▶ [How to complete this task] Please give the count of lines below with the string "seagull" in them, and no other words.

======== Material for this task

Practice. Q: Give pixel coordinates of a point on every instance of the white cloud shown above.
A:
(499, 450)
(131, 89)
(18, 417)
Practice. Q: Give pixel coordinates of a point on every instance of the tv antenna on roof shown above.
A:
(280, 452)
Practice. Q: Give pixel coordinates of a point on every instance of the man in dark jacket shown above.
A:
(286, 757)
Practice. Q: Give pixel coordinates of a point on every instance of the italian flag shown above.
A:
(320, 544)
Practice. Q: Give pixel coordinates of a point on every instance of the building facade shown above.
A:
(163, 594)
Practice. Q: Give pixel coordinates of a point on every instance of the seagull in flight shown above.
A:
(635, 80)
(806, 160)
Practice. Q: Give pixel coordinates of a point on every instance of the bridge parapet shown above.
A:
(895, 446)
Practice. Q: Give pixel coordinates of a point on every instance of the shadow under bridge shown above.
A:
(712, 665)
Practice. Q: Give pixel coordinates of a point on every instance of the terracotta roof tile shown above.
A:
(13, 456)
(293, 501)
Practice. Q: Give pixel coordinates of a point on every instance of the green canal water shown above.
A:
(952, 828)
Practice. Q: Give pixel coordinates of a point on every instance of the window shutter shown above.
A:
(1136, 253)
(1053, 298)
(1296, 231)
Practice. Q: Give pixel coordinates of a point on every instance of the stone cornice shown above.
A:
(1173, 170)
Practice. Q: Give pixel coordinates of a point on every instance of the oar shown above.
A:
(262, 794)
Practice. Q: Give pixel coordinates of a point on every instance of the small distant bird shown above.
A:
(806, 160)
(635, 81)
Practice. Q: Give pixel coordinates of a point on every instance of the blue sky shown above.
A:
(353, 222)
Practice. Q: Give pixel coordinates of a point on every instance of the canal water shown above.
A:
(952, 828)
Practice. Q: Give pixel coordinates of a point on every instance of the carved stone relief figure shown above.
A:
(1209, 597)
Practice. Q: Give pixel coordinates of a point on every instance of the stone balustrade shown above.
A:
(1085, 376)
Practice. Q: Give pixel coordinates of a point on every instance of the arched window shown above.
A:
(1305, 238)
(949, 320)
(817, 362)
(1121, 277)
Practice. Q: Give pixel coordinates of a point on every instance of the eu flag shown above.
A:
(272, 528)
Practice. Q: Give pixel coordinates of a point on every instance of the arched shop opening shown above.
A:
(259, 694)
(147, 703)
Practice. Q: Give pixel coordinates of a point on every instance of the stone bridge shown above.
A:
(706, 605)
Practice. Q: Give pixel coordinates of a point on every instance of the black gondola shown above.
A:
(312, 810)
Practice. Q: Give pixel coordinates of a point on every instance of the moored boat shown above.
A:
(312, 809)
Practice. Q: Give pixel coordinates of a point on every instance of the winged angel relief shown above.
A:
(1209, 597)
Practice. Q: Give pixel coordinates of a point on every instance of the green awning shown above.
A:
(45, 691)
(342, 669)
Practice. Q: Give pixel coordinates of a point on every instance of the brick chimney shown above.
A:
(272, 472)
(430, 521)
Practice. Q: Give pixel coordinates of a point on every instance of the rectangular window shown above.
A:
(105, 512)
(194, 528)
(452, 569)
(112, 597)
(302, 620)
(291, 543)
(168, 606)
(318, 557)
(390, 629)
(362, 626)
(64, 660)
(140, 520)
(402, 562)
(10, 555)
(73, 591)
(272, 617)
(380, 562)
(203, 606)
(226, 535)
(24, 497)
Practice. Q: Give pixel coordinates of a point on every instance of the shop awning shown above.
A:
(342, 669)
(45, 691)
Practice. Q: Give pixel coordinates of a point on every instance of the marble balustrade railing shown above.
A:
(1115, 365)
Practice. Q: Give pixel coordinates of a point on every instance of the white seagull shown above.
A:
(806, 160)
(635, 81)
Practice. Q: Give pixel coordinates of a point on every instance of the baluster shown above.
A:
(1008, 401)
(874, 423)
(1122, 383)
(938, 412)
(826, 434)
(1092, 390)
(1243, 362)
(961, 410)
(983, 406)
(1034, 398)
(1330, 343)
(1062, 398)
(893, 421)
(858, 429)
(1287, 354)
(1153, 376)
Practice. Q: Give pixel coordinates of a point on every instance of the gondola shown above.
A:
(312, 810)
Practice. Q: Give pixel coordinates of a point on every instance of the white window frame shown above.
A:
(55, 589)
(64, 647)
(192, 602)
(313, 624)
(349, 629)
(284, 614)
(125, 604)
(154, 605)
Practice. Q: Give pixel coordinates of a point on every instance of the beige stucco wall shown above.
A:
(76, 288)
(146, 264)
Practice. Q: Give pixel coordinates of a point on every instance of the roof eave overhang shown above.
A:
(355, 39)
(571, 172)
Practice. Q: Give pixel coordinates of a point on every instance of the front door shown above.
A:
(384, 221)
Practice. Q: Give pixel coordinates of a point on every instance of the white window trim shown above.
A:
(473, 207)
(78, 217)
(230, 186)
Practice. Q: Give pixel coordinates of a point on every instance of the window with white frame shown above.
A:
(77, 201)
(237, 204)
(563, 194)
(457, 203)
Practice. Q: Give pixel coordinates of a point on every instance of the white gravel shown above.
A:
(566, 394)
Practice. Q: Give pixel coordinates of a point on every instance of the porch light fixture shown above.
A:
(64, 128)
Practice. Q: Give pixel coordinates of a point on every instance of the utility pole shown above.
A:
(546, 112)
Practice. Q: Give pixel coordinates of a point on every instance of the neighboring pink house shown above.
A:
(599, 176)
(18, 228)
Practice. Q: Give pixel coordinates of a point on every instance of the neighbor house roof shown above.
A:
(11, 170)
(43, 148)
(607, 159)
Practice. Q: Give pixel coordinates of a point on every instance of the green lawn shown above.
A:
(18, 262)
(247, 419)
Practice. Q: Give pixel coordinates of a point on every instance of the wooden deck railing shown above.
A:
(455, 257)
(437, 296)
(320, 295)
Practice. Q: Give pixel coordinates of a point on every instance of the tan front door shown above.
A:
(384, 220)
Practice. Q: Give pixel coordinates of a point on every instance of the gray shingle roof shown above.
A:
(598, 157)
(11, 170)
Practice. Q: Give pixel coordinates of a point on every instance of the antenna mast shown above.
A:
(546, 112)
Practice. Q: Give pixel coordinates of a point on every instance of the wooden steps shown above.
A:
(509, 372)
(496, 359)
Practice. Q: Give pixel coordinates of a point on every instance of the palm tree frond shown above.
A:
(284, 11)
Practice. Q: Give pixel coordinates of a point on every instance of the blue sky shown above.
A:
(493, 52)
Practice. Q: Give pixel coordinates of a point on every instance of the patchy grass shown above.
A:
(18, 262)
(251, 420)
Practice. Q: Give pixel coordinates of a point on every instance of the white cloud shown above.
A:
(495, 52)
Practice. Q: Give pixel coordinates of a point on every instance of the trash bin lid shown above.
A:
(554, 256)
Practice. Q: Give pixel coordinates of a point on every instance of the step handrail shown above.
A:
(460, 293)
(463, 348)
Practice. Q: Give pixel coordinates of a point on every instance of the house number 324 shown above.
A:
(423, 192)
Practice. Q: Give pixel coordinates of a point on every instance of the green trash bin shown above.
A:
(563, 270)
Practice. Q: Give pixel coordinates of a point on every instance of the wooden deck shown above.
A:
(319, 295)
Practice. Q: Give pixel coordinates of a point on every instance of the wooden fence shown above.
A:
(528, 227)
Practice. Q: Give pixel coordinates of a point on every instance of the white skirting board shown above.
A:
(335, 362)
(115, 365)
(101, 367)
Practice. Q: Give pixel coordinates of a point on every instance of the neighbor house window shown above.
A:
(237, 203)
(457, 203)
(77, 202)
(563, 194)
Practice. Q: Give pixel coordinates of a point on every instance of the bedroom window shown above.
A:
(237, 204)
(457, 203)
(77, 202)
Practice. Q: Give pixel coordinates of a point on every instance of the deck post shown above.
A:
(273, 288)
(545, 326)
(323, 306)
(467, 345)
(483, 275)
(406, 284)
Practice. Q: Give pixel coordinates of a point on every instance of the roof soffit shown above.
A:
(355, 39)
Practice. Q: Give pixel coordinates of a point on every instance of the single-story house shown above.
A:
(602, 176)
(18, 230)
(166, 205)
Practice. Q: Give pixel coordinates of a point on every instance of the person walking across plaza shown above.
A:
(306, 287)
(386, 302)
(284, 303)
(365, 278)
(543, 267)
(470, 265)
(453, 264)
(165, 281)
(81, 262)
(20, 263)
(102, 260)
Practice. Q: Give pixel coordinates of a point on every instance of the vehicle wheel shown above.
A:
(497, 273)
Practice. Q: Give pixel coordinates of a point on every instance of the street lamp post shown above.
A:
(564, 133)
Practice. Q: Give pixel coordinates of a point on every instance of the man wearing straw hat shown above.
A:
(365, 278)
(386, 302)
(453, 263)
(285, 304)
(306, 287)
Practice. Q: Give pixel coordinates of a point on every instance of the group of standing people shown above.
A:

================

▶ [Task answer] 2